→ DESCRIPTION OF THE TASK
Go to the line in the entries below that holds "positive clicks: (224, 293)" and repeat exactly from there through the line that holds "286L221 310L224 306L258", inclusive.
-------- EXERCISE INPUT
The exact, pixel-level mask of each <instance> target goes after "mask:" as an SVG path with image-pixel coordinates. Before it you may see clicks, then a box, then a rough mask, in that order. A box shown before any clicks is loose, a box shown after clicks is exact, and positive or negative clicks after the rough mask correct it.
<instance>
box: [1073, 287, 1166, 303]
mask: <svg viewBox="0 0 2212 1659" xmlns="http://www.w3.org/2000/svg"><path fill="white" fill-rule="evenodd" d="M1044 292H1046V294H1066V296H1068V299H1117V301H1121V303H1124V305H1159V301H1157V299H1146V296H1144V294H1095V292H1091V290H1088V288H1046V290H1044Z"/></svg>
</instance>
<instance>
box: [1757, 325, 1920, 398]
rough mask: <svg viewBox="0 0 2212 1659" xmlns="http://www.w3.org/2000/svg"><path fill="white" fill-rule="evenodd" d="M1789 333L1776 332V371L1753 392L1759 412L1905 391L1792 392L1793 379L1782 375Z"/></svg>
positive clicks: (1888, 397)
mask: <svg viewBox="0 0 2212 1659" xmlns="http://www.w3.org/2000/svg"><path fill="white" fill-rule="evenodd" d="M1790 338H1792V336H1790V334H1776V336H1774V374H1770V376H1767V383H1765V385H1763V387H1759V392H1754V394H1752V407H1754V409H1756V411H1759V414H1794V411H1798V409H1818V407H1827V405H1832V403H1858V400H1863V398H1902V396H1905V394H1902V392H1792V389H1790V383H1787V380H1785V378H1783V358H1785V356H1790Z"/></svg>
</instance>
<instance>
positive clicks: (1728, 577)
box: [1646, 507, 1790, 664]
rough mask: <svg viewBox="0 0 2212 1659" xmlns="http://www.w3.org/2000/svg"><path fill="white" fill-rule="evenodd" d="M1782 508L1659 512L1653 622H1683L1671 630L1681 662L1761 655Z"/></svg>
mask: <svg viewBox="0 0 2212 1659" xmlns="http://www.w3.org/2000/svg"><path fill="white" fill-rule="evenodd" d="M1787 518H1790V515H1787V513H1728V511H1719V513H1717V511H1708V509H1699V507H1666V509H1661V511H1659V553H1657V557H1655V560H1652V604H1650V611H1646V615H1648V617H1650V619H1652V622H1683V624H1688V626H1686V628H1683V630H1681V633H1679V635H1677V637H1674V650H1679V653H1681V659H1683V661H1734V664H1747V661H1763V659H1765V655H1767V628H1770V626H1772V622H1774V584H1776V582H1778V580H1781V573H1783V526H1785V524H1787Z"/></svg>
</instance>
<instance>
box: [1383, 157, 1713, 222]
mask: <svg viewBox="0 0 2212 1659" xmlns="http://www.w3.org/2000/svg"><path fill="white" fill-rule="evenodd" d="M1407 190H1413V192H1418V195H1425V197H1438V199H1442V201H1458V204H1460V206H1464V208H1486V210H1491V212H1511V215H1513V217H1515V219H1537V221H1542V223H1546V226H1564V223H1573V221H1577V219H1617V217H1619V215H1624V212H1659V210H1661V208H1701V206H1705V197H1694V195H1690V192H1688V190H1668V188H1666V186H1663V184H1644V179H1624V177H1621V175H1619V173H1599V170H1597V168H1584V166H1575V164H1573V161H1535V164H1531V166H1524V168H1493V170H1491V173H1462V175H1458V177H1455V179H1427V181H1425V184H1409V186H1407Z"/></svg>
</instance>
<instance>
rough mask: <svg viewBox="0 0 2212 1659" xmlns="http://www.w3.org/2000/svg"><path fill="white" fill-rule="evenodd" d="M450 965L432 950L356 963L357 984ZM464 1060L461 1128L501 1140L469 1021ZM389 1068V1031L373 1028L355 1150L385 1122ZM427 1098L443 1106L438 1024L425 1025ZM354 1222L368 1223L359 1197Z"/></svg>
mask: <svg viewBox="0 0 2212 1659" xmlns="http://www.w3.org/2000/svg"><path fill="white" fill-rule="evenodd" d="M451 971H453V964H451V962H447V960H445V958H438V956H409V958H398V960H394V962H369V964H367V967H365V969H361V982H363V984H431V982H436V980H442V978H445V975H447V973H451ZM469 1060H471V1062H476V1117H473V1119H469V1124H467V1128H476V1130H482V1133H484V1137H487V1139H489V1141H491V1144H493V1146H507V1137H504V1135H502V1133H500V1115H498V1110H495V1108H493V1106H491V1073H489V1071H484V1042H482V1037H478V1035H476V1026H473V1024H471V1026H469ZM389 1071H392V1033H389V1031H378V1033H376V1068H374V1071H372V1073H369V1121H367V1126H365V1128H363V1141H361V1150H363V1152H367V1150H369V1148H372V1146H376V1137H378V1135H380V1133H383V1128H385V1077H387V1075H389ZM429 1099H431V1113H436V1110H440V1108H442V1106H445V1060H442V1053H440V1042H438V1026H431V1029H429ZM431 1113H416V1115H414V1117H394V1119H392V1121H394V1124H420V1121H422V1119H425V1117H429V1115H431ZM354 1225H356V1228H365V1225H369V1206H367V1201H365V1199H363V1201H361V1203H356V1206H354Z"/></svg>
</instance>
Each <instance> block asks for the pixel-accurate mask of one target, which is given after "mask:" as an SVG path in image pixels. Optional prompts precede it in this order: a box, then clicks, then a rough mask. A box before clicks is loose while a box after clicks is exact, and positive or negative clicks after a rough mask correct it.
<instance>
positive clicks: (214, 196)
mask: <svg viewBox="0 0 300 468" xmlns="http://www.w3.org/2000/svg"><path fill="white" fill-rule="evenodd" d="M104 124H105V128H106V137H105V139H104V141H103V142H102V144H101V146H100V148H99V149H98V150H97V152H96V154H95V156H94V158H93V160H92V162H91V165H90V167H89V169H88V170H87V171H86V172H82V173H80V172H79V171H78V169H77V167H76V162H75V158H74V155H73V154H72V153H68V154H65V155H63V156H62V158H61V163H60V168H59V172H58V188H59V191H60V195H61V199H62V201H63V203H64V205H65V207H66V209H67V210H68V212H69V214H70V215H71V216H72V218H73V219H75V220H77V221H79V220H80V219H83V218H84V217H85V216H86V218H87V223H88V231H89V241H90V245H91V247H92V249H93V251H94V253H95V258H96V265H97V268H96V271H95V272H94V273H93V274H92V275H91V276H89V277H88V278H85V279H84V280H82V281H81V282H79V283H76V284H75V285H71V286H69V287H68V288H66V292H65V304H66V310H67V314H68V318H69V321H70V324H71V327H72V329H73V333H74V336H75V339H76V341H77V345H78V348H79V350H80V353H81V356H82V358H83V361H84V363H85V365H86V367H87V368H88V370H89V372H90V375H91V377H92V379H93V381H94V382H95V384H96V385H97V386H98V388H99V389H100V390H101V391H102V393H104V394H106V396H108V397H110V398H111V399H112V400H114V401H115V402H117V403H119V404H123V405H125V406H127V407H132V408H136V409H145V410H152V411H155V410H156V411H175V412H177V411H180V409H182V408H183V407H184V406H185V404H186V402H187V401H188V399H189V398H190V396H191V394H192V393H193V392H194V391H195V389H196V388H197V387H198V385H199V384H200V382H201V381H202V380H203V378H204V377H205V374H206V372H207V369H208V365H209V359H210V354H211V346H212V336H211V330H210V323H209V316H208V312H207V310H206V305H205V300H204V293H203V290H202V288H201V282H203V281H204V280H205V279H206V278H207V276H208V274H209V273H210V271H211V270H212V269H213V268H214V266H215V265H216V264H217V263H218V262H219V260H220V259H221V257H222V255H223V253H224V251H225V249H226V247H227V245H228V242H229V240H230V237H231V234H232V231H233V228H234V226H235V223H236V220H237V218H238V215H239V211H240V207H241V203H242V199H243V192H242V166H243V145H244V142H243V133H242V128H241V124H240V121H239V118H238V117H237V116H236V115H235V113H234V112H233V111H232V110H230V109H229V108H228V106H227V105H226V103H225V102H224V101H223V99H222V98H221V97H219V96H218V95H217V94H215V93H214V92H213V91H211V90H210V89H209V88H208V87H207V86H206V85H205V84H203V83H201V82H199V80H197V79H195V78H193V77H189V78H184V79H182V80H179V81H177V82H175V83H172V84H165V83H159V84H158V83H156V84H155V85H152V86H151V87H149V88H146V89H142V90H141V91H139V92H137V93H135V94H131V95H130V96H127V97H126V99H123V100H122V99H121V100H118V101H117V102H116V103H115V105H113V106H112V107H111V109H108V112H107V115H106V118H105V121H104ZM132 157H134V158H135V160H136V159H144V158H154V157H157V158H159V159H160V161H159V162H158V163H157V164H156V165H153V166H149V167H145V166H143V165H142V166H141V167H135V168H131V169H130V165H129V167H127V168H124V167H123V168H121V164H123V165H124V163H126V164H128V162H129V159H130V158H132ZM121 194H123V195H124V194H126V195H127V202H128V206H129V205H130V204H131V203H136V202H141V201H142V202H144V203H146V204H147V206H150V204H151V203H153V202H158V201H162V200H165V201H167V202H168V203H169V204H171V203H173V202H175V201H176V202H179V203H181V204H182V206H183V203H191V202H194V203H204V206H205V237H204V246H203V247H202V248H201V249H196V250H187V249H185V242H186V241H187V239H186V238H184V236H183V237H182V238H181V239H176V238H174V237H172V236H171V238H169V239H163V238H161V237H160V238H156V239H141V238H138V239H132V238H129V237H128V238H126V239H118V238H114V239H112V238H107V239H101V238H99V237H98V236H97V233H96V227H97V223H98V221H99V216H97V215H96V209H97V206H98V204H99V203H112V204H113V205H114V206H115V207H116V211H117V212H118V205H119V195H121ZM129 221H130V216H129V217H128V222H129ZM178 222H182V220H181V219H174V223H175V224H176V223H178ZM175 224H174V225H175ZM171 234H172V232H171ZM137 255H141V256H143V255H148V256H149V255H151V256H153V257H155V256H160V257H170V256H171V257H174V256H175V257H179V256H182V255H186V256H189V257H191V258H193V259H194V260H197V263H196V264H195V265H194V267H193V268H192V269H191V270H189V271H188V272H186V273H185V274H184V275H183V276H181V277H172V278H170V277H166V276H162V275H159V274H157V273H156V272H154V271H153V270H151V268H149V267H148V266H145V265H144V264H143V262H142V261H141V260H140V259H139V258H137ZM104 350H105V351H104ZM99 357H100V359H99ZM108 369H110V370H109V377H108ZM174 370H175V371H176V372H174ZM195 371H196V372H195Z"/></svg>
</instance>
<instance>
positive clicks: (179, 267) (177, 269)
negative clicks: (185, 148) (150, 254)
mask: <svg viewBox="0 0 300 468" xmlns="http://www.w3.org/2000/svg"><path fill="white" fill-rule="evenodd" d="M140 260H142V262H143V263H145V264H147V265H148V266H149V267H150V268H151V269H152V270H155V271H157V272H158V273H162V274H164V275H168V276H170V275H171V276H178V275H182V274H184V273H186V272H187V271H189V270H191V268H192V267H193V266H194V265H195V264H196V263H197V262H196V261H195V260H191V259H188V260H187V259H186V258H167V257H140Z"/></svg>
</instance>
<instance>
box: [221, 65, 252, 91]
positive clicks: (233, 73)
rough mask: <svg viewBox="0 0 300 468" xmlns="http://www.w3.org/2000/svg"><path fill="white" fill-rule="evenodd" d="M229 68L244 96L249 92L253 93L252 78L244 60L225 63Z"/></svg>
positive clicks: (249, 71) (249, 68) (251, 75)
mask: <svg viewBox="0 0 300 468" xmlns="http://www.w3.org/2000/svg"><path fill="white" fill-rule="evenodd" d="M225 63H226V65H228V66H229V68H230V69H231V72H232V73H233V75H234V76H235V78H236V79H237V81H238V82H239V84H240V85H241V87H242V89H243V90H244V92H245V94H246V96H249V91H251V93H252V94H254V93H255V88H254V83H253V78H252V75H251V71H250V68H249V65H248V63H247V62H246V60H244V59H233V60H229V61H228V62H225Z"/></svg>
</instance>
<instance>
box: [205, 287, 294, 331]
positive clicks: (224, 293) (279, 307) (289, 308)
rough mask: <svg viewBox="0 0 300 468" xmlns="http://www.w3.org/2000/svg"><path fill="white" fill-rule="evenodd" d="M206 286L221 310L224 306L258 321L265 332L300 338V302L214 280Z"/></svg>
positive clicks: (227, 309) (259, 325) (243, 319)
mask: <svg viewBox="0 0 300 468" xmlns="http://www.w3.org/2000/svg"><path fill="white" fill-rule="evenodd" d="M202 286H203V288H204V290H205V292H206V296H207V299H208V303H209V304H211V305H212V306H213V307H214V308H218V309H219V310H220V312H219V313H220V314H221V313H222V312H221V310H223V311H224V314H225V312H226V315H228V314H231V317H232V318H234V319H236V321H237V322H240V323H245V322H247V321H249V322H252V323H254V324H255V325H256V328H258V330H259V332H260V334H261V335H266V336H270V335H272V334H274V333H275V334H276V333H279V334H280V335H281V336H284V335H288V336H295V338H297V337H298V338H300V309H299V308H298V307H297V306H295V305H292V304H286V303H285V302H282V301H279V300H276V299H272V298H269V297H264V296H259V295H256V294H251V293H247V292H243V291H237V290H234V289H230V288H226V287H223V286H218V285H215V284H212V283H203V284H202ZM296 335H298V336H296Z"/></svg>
----------------
→ TASK OUTPUT
positive clicks: (224, 293) (279, 307) (289, 308)
rough mask: <svg viewBox="0 0 300 468" xmlns="http://www.w3.org/2000/svg"><path fill="white" fill-rule="evenodd" d="M206 286L221 310L224 306L258 321L265 332L300 338V302L214 280Z"/></svg>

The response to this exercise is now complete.